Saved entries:
■ ■ ■ ■

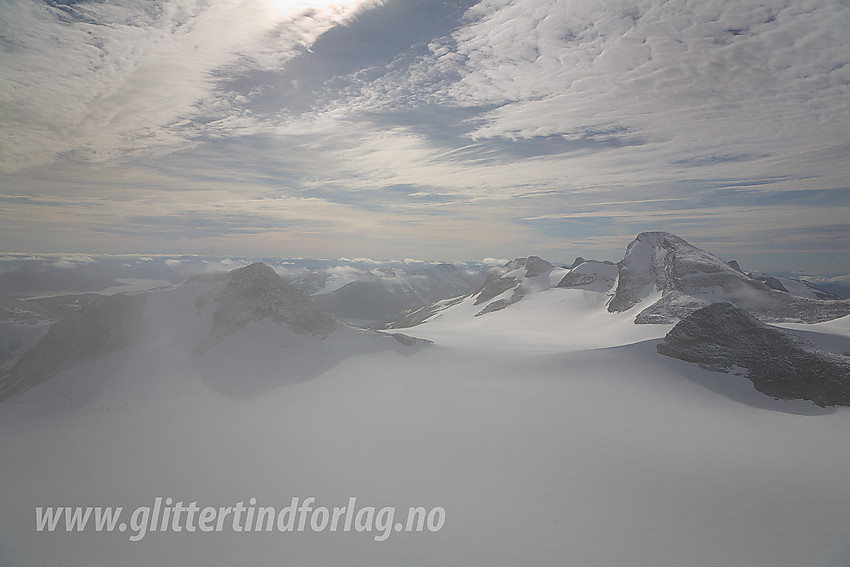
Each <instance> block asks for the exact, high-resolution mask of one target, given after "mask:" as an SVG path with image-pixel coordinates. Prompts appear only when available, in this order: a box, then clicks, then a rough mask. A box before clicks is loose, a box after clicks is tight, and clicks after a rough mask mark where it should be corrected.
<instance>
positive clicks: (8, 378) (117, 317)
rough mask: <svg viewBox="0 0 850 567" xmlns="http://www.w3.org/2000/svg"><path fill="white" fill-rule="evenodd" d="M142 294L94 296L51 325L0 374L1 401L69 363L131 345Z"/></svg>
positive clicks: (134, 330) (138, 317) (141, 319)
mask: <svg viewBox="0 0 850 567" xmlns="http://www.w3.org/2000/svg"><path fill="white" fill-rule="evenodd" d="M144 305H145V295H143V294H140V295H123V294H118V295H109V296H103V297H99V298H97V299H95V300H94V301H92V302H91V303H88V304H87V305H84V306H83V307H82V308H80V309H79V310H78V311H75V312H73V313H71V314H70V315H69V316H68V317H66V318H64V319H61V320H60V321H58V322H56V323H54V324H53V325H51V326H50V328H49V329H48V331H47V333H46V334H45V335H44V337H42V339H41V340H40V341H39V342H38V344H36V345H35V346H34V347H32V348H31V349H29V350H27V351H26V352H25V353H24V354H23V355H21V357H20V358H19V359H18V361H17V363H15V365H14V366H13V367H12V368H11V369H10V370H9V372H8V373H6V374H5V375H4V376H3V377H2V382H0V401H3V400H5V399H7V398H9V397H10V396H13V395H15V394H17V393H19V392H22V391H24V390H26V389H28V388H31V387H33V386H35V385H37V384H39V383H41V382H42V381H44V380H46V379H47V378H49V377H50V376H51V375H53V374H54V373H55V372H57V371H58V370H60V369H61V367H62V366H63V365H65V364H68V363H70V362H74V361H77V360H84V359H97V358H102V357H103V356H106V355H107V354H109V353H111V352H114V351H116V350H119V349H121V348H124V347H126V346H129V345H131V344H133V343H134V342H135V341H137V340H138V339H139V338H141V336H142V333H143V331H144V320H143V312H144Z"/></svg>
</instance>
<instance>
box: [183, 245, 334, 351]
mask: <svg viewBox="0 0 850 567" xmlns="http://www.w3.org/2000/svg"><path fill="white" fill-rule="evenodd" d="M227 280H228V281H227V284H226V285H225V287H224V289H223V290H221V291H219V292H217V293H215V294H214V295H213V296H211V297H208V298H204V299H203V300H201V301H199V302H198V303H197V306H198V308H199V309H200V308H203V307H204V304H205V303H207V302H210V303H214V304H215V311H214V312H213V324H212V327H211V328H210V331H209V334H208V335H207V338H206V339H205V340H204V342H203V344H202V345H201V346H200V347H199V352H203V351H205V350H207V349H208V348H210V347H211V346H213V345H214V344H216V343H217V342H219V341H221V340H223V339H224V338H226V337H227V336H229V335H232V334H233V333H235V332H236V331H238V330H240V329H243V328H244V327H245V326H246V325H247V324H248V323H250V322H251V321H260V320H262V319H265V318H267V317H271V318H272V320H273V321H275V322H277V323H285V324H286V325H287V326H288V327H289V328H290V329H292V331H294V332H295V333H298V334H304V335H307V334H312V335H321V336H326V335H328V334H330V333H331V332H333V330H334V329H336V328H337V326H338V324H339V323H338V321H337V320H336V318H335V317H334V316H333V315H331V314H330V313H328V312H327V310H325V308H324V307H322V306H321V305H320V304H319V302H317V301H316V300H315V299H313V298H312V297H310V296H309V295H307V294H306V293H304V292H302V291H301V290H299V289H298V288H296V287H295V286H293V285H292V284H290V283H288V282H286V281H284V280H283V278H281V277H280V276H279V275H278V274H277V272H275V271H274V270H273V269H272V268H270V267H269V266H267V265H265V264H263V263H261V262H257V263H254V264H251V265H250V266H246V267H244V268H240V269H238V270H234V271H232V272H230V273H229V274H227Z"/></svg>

■ ■ ■ ■

- _About this task_
Starting at the beginning of the material and ending at the line containing "positive clicks: (134, 330)", write the lines out again with "coarse mask" in place of every "rough mask" and nothing else changed. Leave the pictures out.

- _Answer area_
Each <instance> block asks for the exact, high-resolution mask of one target, given after "mask:" as an SVG path with image-pixel coordinates. Prompts appear only when available, in this order: a box, then clicks, then a coarse mask. A box before clicks is loose, a box after clicks is tight, and clicks after a coarse mask mark where it should be corrected.
<instance>
positive clicks: (8, 378) (117, 317)
coarse mask: <svg viewBox="0 0 850 567" xmlns="http://www.w3.org/2000/svg"><path fill="white" fill-rule="evenodd" d="M142 294L94 296L51 325L0 374L1 401L69 363L131 345Z"/></svg>
positive clicks: (134, 330) (138, 317) (141, 319)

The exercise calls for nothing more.